TASK GOAL: Rewrite the listing starting with the line with "target | fox front leg" and going on through the line with "x=72, y=278", both included. Multiply every answer coordinate by 0.95 and round to whole numbers, halves up, while keeping the request lines, sample coordinates included, unchanged.

--- start DATASET EXTRACT ---

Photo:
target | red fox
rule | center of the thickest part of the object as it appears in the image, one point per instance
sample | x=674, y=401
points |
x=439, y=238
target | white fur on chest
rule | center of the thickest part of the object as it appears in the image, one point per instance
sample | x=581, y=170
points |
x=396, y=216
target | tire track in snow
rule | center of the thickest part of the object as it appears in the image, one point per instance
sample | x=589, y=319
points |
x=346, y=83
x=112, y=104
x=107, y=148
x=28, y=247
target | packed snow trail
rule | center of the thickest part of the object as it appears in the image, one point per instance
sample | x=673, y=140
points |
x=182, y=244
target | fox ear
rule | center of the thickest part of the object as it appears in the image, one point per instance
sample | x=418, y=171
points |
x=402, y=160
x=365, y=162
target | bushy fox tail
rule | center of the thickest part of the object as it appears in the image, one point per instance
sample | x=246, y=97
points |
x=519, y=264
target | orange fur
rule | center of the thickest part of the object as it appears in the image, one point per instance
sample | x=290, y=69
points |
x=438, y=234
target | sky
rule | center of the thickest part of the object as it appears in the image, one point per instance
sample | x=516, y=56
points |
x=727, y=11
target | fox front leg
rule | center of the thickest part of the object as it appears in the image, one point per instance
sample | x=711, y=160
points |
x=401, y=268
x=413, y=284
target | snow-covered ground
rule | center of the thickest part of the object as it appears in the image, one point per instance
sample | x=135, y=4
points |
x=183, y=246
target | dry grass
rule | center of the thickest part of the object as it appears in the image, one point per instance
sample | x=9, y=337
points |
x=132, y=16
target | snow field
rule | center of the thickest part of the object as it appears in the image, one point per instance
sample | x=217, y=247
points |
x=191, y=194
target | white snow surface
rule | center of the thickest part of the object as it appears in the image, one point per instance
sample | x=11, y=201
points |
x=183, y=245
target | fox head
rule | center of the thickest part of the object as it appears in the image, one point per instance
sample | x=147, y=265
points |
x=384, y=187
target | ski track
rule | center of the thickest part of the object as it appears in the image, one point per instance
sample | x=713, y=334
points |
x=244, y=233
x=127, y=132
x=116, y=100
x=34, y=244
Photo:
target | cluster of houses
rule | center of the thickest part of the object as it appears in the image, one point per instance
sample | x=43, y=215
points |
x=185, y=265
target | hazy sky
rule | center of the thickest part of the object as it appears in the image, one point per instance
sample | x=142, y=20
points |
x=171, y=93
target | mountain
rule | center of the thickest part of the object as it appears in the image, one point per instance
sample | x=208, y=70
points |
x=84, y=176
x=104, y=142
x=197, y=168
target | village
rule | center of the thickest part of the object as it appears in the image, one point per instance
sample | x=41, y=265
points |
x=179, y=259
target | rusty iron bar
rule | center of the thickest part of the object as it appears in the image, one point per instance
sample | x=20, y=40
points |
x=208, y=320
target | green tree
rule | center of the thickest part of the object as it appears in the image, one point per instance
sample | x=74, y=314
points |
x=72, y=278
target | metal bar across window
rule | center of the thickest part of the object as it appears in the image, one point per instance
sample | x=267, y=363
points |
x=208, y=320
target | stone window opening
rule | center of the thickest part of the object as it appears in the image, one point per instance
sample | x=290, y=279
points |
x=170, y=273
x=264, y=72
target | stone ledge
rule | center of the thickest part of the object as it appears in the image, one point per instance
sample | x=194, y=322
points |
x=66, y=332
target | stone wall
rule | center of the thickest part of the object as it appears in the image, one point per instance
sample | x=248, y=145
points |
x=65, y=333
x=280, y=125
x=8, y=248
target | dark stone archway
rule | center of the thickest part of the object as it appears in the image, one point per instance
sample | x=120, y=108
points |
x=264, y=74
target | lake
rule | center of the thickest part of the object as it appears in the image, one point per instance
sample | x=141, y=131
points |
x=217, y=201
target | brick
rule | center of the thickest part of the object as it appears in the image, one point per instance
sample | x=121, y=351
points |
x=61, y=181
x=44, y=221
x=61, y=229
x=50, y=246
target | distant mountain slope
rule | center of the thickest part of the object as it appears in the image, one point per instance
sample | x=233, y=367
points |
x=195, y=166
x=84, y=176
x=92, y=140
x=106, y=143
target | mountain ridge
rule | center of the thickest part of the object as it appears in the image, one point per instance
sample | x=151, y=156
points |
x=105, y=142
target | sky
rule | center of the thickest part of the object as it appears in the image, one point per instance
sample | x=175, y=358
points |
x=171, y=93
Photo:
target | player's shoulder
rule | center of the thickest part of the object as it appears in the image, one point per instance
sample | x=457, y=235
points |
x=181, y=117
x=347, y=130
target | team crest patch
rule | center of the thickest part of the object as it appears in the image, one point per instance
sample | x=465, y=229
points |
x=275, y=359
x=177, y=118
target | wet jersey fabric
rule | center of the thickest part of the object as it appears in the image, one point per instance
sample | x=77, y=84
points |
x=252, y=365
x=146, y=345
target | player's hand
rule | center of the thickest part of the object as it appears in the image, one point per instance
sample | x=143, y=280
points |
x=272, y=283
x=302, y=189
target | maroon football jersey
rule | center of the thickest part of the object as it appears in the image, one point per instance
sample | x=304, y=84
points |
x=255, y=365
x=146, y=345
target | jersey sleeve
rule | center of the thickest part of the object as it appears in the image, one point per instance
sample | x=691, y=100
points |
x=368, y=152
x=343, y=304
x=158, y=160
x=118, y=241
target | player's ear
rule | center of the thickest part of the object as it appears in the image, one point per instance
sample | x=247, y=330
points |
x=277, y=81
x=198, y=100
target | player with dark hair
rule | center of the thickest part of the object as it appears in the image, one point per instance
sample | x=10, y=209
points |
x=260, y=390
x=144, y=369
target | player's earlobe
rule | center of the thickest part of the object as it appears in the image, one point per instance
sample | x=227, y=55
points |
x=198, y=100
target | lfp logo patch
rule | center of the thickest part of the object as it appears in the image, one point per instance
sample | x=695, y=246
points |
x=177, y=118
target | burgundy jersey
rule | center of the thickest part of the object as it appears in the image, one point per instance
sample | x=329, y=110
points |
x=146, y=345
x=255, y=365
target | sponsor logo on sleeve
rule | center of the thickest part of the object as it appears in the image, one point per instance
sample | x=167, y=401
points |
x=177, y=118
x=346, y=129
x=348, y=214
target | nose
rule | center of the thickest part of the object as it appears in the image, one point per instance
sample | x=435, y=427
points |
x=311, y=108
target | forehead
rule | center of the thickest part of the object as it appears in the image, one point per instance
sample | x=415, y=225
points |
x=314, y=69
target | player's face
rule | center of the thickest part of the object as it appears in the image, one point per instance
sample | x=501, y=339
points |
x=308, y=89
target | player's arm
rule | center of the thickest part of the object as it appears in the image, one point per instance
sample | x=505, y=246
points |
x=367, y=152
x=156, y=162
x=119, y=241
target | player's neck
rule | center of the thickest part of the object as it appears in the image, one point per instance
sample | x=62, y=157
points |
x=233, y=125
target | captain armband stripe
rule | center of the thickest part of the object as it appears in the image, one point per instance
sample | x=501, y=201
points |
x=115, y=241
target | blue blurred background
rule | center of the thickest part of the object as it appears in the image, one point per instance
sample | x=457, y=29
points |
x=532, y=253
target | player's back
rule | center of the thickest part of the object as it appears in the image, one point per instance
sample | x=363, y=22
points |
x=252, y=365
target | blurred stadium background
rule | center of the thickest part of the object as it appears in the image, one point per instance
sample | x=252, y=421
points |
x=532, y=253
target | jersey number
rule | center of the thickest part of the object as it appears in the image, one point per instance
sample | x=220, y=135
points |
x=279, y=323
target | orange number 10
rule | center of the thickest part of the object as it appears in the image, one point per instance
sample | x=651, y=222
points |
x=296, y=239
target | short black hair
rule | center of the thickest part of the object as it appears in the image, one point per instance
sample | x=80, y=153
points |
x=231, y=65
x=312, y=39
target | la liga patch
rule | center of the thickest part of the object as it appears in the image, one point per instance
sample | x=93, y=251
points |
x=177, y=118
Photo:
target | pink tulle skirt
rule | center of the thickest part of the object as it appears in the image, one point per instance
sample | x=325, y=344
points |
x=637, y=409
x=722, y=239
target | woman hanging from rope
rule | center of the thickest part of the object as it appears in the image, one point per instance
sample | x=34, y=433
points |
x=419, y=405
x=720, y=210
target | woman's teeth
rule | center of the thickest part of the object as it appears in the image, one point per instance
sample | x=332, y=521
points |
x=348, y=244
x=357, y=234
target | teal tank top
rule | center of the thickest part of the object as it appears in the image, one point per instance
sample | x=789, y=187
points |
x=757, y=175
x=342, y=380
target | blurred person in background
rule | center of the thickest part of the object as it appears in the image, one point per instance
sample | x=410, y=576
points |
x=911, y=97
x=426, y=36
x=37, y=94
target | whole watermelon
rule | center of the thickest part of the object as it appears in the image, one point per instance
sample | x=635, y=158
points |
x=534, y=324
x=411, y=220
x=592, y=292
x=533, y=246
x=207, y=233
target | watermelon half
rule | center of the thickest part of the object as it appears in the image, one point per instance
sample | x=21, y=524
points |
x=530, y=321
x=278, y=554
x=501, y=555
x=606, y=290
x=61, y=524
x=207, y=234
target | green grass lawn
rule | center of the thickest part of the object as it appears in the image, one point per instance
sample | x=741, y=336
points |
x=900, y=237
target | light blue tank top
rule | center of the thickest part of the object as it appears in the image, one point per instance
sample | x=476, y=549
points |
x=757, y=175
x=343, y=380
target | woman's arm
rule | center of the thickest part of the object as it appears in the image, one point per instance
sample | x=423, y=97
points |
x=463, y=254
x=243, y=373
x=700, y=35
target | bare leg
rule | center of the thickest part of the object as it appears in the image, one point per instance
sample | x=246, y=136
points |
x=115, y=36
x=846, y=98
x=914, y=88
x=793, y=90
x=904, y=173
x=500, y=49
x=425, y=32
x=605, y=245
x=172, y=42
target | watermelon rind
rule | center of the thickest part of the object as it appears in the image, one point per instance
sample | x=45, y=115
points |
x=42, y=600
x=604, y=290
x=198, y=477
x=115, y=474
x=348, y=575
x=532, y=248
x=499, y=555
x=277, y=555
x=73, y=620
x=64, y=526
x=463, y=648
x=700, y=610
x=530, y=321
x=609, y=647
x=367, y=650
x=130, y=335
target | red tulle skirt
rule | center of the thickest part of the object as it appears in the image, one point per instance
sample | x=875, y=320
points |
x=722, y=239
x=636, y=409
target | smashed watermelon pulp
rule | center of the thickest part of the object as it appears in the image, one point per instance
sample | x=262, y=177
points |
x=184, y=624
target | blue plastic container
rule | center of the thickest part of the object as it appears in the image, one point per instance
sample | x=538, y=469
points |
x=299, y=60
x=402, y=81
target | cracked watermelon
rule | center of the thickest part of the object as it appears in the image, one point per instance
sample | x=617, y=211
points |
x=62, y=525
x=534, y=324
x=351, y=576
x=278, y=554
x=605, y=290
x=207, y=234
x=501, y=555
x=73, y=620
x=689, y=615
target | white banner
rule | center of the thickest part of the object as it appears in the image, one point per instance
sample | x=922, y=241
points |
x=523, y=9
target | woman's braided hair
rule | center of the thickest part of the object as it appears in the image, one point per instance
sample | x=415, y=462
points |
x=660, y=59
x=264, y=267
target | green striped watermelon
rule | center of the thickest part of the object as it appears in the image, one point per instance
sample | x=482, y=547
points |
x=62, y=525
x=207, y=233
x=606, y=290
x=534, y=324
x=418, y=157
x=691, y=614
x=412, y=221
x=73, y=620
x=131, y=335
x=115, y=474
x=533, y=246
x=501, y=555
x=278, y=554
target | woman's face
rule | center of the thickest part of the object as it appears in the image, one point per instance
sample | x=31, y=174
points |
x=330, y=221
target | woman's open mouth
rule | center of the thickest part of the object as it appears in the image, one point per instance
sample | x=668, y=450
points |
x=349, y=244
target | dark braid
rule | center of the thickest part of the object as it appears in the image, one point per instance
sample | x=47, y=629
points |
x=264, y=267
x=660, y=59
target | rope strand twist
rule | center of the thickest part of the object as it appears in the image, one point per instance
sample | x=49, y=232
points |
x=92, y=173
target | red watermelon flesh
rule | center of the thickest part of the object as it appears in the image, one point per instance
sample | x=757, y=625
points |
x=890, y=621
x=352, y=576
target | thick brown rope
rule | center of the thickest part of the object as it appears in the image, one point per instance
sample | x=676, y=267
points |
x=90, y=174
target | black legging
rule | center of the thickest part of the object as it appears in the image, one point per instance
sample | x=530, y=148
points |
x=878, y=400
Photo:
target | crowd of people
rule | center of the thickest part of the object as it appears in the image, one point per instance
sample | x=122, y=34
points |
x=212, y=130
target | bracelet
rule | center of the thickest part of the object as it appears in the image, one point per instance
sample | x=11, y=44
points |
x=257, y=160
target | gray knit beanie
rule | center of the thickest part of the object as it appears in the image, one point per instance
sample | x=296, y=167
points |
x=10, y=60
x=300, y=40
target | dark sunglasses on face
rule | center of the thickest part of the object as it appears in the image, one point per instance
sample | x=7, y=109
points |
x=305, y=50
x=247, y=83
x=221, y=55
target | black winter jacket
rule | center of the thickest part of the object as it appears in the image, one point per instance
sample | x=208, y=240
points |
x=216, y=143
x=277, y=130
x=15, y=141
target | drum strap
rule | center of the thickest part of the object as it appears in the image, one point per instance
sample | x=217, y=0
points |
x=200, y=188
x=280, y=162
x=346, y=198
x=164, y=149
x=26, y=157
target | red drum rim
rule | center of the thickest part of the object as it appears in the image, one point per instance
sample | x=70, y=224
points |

--- end DATASET EXTRACT ---

WRITTEN ANSWER:
target | fox front leg
rule | center of the thickest part of the object as it appears in the image, one point per instance
sample | x=711, y=160
points |
x=381, y=255
x=392, y=270
target | snow-covered ground
rule | center of the thickest part of the object as it appears in the image, one point per instance
sample | x=135, y=4
points |
x=174, y=234
target | dry grass
rule | center of the thickest part of the object as it appears in the image, one point per instance
sample | x=9, y=337
points |
x=125, y=15
target | snow field
rule | center of the thickest part of the object as it appears in the image, one point per instance
sample | x=217, y=247
points |
x=181, y=184
target | white snow surface
rule | center of the thickest part of the object as it appears in the image, one point per instance
sample | x=11, y=201
points |
x=174, y=233
target | fox head
rule | center of the thickest part of the object as it appears in the image, one point per instance
sample | x=147, y=265
points |
x=365, y=178
target | ski track
rule | center of the thickest part of the object as it appears in the image, one point per instance
sample | x=713, y=334
points |
x=232, y=221
x=121, y=125
x=110, y=95
x=32, y=232
Photo:
target | cluster of houses
rule | center of the thickest part of the object as it appears in the image, one point per instance
sample | x=43, y=215
points |
x=176, y=252
target | hazy sky
rule | center of the thickest part of the object as it appears in the image, one point per instance
sample | x=142, y=20
points |
x=162, y=88
target | mountain
rule | center of the thickest part of the object as it appears in the image, one point per instance
sample | x=208, y=70
points |
x=80, y=167
x=99, y=135
x=187, y=160
target | village
rule | center of the thickest part of the object as it appears in the image, one point per instance
sample | x=41, y=265
points |
x=170, y=246
target | rusty iron bar
rule | center of the thickest part of the object as it appears in the image, one point per instance
sample | x=20, y=40
points |
x=198, y=304
target | green tree
rule | center of the thickest part of the object as it appears in the image, one point per instance
sample | x=74, y=314
points |
x=68, y=264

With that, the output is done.